#### [TEKST]
- - -

Na dertig jaar komt er een einde aan het iconische Repsol Honda-team. Jarenlang domineerden ze de koningsklasse van de motorsport, maar aan het eind van dit jaar valt het doek voor het meest succesvolle team in de geschiedenis. Met vijftien wereldtitels – goed voor een indrukwekkende winstscore van 50% – was de Spaans/Japanse-combinatie vrijwel onverslaanbaar. Waar de samenwerking dit jaar als een nachtkaars uitgaat, blikt MOTO73 nog een keer terug op drie decennia vol Repsol Honda-successen.
Vijftig jaar Henk Keulemans in MOTO73: ‘Dit is altijd mijn manier geweest’
Zeg je Repsol, zeg je Honda en andersom. Tenminste nog even, want aan deze samenwerking komt dit jaar een einde. Met onder andere Michael Doohan, Marc Márquez, Valentino Rossi, Casey Stoner, Jorge Lorenzo, Alex Crivillé, Dani Pedrosa, Sete Gibernau, Alex Barros, Nicky Hayden, Andrea Dovizioso en Max Biaggi hebben veel motorsport-iconen voor Repsol Honda gereden. De kleurstelling is voor iedere motorsportfan bekend, mede omdat het design gedurende dertig jaar slechts op details werd aangepast. Repsol Honda heeft 183 overwinningen en 455 podiumplaatsen in de koningsklasse bij elkaar verzameld voor aanvang van hun laatste Grand Prix als raceteam in Valencia. Na praktisch constant te hebben gestreden voor de wereldtitels is de situatie tegenwoordig compleet anders en is Repsol Honda afgezakt naar de achterhoede van de MotoGP. De huidige en tevens laatste Repsol Honda-coureurs Joan Mir en Luca Marini zijn tevreden wanneer ze binnen de top-vijftien finishen. Dat was wel anders toen de Spaanse olie- en gasmaatschappij en tankstationketen in 1995 de hoofdsponsor werd van het team van de Honda Racing Corporation in de 500cc. Vanaf het allereerste moment werden er overwinningen en wereldtitels behaald. Voordat HRC met Repsol in zee ging, was sigarettenfabrikant Rothmans van 1985 tot en met 1993 de hoofdsponsor van het 500cc Honda-fabrieksteam geweest. In 1994 reed HRC zonder hoofdsponsor, maar behaalden ze wel voor het eerst sinds 1989 weer de 500cc-wereldtitel met Michael Doohan.

- - -

#### [OPDRACHTEN]
A. Welk bedrijf was volgens de tekst over Repsol Honda van 1985 tot en met 1993 hoofdsponsor van het 500cc Honda-fabrieksteam?
B. Zet de alinea die begint met "Na dertig jaar komt er een einde" uit de tekst over Repsol Honda om in een korte lijst met de belangrijkste feiten.
C. Schrijf uit de tekst over Repsol Honda letterlijk het stuk over dat opent met de woorden "Na dertig jaar" en sluit met "vol Repsol Honda-successen.".

- - -

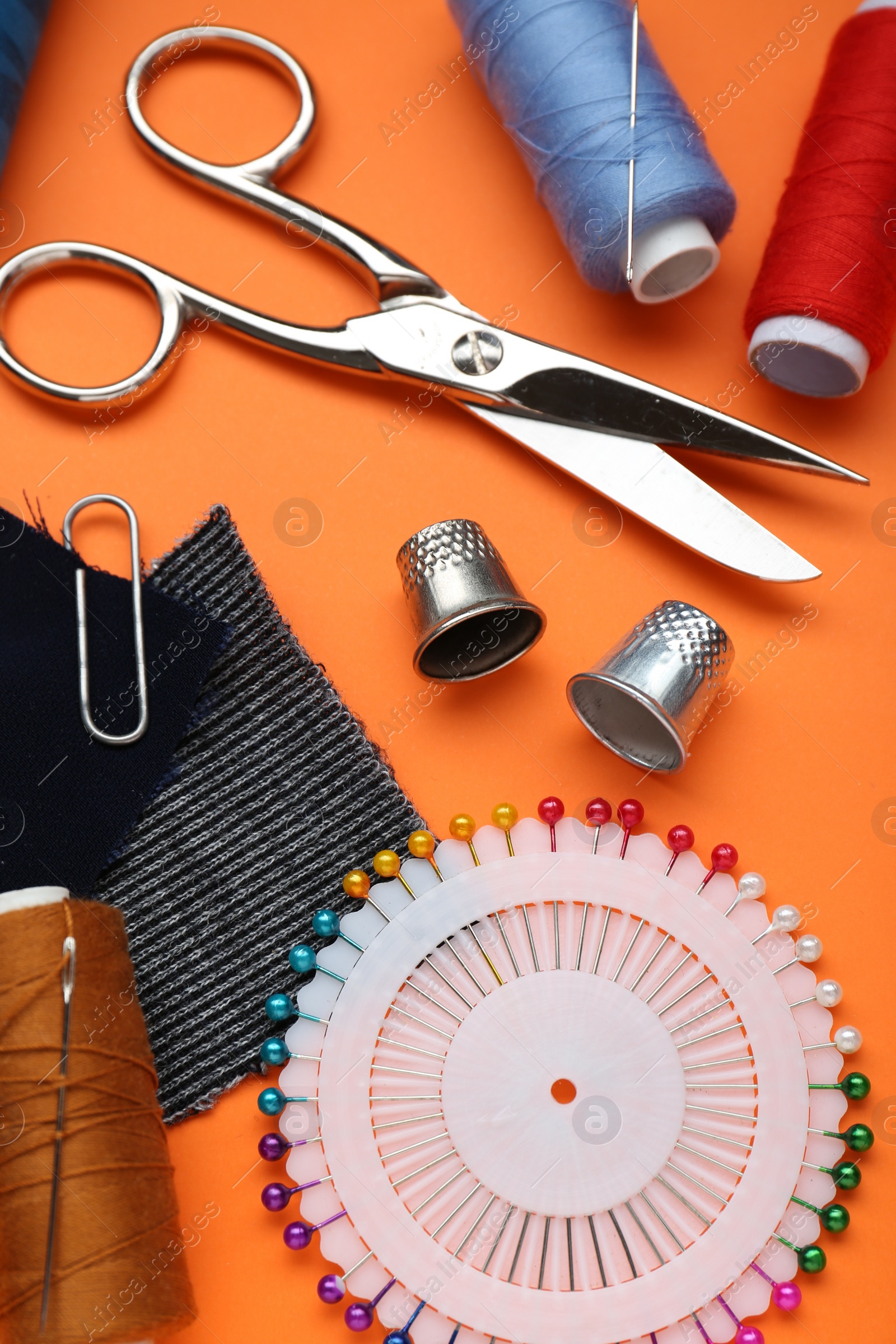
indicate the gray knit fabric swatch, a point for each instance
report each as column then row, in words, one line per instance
column 277, row 794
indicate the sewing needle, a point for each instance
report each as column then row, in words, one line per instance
column 632, row 120
column 68, row 986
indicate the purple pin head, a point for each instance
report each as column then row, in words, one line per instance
column 276, row 1197
column 787, row 1296
column 331, row 1288
column 297, row 1235
column 359, row 1316
column 272, row 1147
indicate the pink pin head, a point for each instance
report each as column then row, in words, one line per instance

- - -

#### [ANTWOORDEN]
A. Sigarettenfabrikant Rothmans.

B.
- Na dertig jaar stopt het Repsol Honda-team aan het eind van dit jaar.
- Het team domineerde jarenlang de koningsklasse en is het meest succesvolle team in de geschiedenis.
- Het won vijftien wereldtitels, een winstscore van 50%.
- MOTO73 kijkt terug op drie decennia Repsol Honda-successen.

C.
Na dertig jaar komt er een einde aan het iconische Repsol Honda-team. Jarenlang domineerden ze de koningsklasse van de motorsport, maar aan het eind van dit jaar valt het doek voor het meest succesvolle team in de geschiedenis. Met vijftien wereldtitels – goed voor een indrukwekkende winstscore van 50% – was de Spaans/Japanse-combinatie vrijwel onverslaanbaar. Waar de samenwerking dit jaar als een nachtkaars uitgaat, blikt MOTO73 nog een keer terug op drie decennia vol Repsol Honda-successen.